== PROVIDED INFORMATION ==
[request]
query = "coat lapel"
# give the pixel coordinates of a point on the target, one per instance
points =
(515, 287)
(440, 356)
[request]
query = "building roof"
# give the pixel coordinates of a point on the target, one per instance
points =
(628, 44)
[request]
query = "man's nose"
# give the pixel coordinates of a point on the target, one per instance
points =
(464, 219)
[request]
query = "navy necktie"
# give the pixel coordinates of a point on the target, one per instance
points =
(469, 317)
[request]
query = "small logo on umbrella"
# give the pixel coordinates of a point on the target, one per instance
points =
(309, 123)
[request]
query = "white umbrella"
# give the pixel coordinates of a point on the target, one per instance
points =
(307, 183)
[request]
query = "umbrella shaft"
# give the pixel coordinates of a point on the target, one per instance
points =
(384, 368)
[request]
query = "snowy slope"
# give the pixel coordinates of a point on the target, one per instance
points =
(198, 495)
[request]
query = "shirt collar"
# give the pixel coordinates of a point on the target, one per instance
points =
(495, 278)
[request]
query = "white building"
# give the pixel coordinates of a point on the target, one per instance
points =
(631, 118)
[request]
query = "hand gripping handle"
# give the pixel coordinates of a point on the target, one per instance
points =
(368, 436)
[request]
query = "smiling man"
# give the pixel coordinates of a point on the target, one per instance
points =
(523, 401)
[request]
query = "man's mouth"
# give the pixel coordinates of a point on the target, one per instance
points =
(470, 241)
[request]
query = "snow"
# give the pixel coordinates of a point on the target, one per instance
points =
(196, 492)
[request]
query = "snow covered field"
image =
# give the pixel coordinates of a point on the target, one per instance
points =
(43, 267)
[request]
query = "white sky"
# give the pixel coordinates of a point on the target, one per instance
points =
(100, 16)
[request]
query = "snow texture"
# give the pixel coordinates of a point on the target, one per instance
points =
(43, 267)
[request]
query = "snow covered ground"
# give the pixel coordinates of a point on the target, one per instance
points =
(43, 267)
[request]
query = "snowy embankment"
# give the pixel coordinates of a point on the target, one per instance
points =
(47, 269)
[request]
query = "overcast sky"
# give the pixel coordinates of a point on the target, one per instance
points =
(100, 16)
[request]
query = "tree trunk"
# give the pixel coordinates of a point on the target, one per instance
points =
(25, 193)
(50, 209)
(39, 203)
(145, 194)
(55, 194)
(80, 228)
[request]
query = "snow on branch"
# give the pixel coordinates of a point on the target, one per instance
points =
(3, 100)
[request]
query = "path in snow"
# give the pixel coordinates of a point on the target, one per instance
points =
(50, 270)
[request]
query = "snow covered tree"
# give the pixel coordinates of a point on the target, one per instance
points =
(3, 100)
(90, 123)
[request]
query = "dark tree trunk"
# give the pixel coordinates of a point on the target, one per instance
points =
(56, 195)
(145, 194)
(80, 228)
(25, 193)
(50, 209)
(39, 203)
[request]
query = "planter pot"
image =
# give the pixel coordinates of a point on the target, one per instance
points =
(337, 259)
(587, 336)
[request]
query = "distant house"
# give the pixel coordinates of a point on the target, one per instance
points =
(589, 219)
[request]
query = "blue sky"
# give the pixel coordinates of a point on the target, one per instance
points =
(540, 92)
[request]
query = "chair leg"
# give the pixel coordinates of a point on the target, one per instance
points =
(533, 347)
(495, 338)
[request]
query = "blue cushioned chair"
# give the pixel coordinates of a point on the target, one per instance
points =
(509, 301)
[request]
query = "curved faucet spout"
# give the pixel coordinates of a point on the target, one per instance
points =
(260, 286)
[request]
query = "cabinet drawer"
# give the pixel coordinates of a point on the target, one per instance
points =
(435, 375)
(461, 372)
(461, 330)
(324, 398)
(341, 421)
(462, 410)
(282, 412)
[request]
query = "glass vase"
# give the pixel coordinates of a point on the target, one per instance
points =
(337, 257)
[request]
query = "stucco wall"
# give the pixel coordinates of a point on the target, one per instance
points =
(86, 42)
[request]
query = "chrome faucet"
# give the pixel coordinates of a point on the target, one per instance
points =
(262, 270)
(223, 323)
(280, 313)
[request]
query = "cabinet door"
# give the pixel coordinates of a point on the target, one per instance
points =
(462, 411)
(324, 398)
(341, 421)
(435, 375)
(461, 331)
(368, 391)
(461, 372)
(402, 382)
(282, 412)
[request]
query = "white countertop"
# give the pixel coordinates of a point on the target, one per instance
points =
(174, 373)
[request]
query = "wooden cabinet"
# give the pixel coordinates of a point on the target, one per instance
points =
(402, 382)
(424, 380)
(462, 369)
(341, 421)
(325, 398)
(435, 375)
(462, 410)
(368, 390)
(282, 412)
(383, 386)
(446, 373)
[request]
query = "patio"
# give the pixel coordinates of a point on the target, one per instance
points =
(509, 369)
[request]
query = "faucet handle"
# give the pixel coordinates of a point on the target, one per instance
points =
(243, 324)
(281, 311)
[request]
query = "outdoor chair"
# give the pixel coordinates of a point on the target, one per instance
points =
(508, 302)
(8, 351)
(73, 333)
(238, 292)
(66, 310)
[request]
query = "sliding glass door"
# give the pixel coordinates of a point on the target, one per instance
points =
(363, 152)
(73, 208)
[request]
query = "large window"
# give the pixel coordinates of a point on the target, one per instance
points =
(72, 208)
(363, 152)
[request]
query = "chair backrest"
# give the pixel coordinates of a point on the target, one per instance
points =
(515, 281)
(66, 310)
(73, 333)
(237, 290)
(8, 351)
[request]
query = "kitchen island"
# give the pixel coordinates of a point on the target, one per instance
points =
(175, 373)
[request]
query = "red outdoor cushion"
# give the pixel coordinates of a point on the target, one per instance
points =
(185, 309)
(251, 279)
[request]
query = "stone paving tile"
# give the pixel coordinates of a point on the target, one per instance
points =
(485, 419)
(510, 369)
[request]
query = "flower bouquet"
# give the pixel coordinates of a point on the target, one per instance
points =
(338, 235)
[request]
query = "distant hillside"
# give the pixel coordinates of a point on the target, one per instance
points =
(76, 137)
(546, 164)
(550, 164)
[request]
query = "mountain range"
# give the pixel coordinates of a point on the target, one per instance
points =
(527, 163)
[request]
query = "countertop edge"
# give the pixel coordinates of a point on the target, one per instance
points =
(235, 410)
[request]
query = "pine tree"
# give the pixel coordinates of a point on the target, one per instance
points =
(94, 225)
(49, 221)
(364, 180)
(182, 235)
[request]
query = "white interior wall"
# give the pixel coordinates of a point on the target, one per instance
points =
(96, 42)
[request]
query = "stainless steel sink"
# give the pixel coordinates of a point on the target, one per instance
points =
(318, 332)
===
- **EXERCISE INSTRUCTIONS**
The whole of the data is to be returned with every line intact.

- **SOLUTION FOR THIS TASK**
[request]
query = "coat lapel"
# give the pixel coordinates of a point on the target, one per instance
points =
(515, 287)
(440, 356)
[request]
query = "building roof"
# give the pixel coordinates of a point on the target, one per instance
points =
(628, 44)
[request]
query = "man's nose"
# give the pixel coordinates of a point on the target, one per instance
points =
(464, 219)
[request]
query = "navy necktie"
# give the pixel coordinates of a point on the target, one per instance
points =
(469, 317)
[request]
query = "small logo on umbrella"
# give the pixel coordinates of a point on the target, one per instance
points =
(309, 123)
[request]
query = "white umbrella"
# give the pixel coordinates of a point on the target, one per instance
points =
(307, 183)
[request]
query = "umbrella shaft"
# give the pixel coordinates of a point on the target, one per instance
points =
(384, 368)
[request]
query = "snowy slope"
# give the pixel coordinates of a point on the target, one per instance
points =
(198, 495)
[request]
query = "shirt collar"
# give the pixel coordinates of a point on the target, one per instance
points =
(495, 278)
[request]
query = "white building"
# give the pixel coordinates of a point on the target, one per instance
points =
(631, 118)
[request]
query = "hand gripping handle"
# give the pixel coordinates of a point on the target, one per instance
points =
(368, 436)
[request]
query = "smiling man"
# give the pixel coordinates of a point on the target, one per instance
points =
(523, 401)
[request]
query = "man's mouth"
# give the pixel coordinates of a point on the target, one per instance
points =
(470, 241)
[request]
query = "snow"
# give the pixel coordinates of a point on the target, one per instance
points =
(196, 492)
[request]
query = "snow covered field"
image =
# give the pixel coordinates of a point on the target, one per instance
points =
(43, 267)
[request]
query = "white sky"
# give the pixel coordinates of a point on the target, one per instance
points =
(100, 16)
[request]
query = "snow texture"
# give the pixel coordinates of a point on the target, one per instance
points =
(43, 267)
[request]
query = "snow covered ground"
# give the pixel coordinates of a point on the target, one per instance
points =
(43, 267)
[request]
query = "snowy embankment"
# give the pixel coordinates of a point on the target, one per instance
points =
(47, 269)
[request]
query = "overcast sky"
# give the pixel coordinates of a point on the target, one per instance
points =
(100, 16)
[request]
query = "tree trunk"
# give the pixel coordinates of a point on the target, one per instance
points =
(25, 193)
(50, 209)
(39, 203)
(145, 194)
(55, 194)
(80, 228)
[request]
query = "snow on branch"
# give the pixel coordinates of a point on the target, one per instance
points =
(3, 100)
[request]
query = "path in snow"
# give the pixel coordinates of a point on the target, one per instance
points =
(50, 270)
[request]
query = "snow covered tree"
# give the pixel coordinates of a point on the target, one per instance
points =
(3, 100)
(90, 123)
[request]
query = "dark tree trunk"
# give the pixel coordinates of a point on the target, one per instance
points =
(56, 195)
(145, 194)
(80, 228)
(25, 193)
(50, 209)
(39, 203)
[request]
query = "planter pot"
image =
# give the pixel coordinates of a point on the target, one per instance
points =
(337, 259)
(587, 336)
[request]
query = "distant house"
# give the pixel coordinates of a point on the target, one per instance
points =
(589, 219)
[request]
query = "blue sky"
# give the pixel coordinates of a point on the target, one per instance
points =
(540, 92)
[request]
query = "chair leg"
# give the pixel coordinates of a point on the target, one per instance
points =
(533, 347)
(495, 338)
[request]
query = "blue cushioned chair"
# give the pixel coordinates of a point on the target, one per instance
points =
(509, 301)
[request]
query = "curved faucet spout"
# give the pixel coordinates of a point on the target, one per instance
points =
(260, 286)
[request]
query = "cabinet drawer"
# give the pixel coordinates of a point on the target, one per instance
points =
(435, 375)
(461, 372)
(461, 330)
(324, 398)
(341, 421)
(462, 410)
(282, 412)
[request]
query = "glass vase"
# give the pixel coordinates of a point on the target, one per instance
points =
(337, 257)
[request]
query = "stucco wall"
# give the pixel coordinates of a point on the target, one per instance
points =
(86, 42)
[request]
query = "chrome faucet"
# give the pixel coordinates of a point on the target, one per instance
points =
(262, 270)
(223, 323)
(280, 313)
[request]
query = "cabinet door"
# give the pixel coordinates of a point on the target, one per instance
points =
(462, 411)
(324, 398)
(341, 421)
(435, 375)
(461, 331)
(368, 391)
(461, 372)
(402, 382)
(282, 412)
[request]
query = "white countertop"
# give the pixel coordinates of a point on the target, one per instance
points =
(174, 373)
[request]
query = "wooden cabinet"
# give the pixel coordinates of a point on the target, one per instance
points =
(402, 382)
(424, 380)
(462, 369)
(341, 421)
(325, 398)
(435, 375)
(462, 410)
(368, 390)
(282, 412)
(383, 386)
(446, 373)
[request]
query = "patio"
# give the pixel coordinates of a point on the target, one per instance
points =
(509, 369)
[request]
query = "faucet handle"
# give the pixel coordinates of a point on the target, one per instance
points =
(243, 324)
(281, 311)
[request]
query = "outdoor chair"
# give the pixel coordinates of a point on the target, one per instance
points =
(508, 302)
(8, 351)
(73, 333)
(238, 292)
(66, 310)
[request]
query = "sliding glass door"
# give the pixel coordinates of a point on the target, one per instance
points =
(363, 152)
(73, 208)
[request]
query = "large window"
# give the pixel coordinates of a point on the target, one per instance
points =
(72, 208)
(363, 152)
[request]
query = "chair backrest"
# give the pixel coordinates of a point on the target, one per instance
points =
(515, 281)
(66, 310)
(73, 333)
(237, 290)
(8, 351)
[request]
query = "kitchen island"
# give the pixel coordinates of a point on the target, one per instance
points =
(175, 373)
[request]
query = "red outdoor cushion"
# give the pixel coordinates of a point on the target, one per instance
points =
(185, 309)
(251, 279)
[request]
query = "stone paving tile"
# give the pixel coordinates of a point on the target, one per instance
points =
(485, 419)
(510, 369)
[request]
query = "flower bouquet"
# give the pixel coordinates of a point on the target, one per instance
points =
(338, 235)
[request]
query = "distant hillside"
# give the pixel coordinates of a point on the target, one per instance
points =
(76, 137)
(546, 164)
(550, 164)
[request]
query = "mountain range"
# give the pixel coordinates of a point on the target, one per instance
points =
(527, 163)
[request]
query = "countertop edge"
# give the pixel coordinates of a point on the target, one per instance
points =
(235, 410)
[request]
query = "pine tree"
# give the pixel coordinates of a point on the target, one per instance
points =
(94, 225)
(49, 221)
(364, 180)
(182, 235)
[request]
query = "white interior wall"
# give the pixel coordinates of a point on the target, one per instance
points =
(96, 42)
[request]
query = "stainless steel sink"
# give the pixel coordinates of a point on the target, one per instance
points =
(318, 332)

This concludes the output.